[RECORD SET — start]

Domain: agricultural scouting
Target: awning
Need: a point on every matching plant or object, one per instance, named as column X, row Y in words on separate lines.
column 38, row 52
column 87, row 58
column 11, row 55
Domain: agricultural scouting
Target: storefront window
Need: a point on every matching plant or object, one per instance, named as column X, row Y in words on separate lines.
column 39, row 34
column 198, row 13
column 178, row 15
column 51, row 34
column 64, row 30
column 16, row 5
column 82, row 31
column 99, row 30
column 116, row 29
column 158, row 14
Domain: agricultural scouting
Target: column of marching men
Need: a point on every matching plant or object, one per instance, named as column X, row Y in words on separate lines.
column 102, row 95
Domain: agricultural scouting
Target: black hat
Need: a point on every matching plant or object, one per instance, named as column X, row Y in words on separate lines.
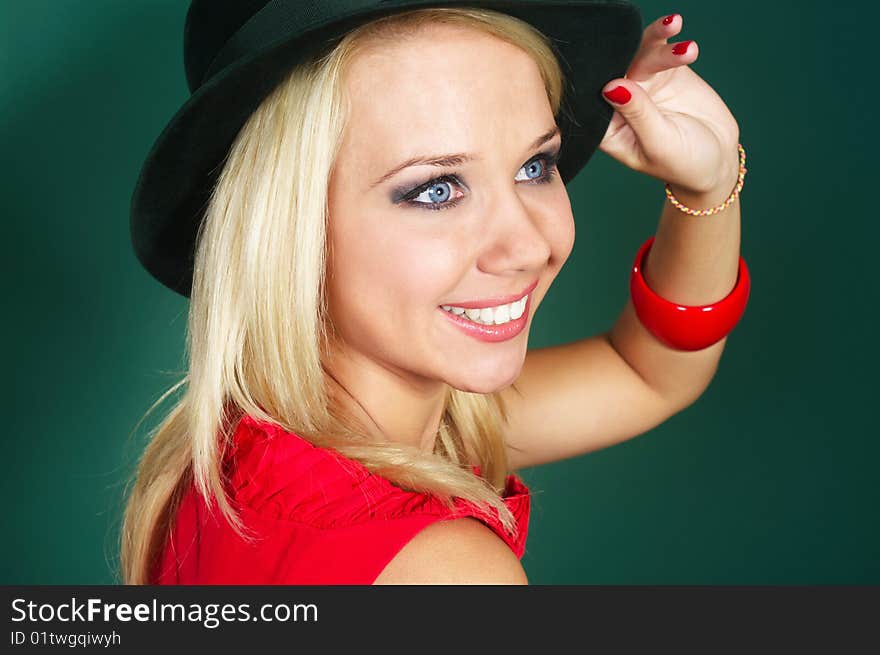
column 237, row 51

[RECORD SET — finish]

PROBLEM TO WORK ON
Copy out only the lines running from the beginning of the data to the line with "Target: black hat", both ends included.

EXPECTED ANSWER
Domain: agricultural scouting
Target: awning
Need: a point on every matching plant or object, one per instance, named as column X, row Y in words on separate lines.
column 38, row 52
column 87, row 58
column 11, row 55
Domain: agricultural scouting
Target: storefront window
Need: a point on every matching plant or object, one per instance, named as column X, row Y in words on separate lines.
column 39, row 34
column 198, row 13
column 178, row 15
column 51, row 34
column 64, row 30
column 16, row 5
column 82, row 31
column 99, row 30
column 116, row 29
column 158, row 14
Domain: agricultural scouting
Target: column of marching men
Need: a point on every matching plant or object, one per instance, named as column X, row Y in words on separate lines.
column 102, row 95
Domain: agricultural scouting
Target: black hat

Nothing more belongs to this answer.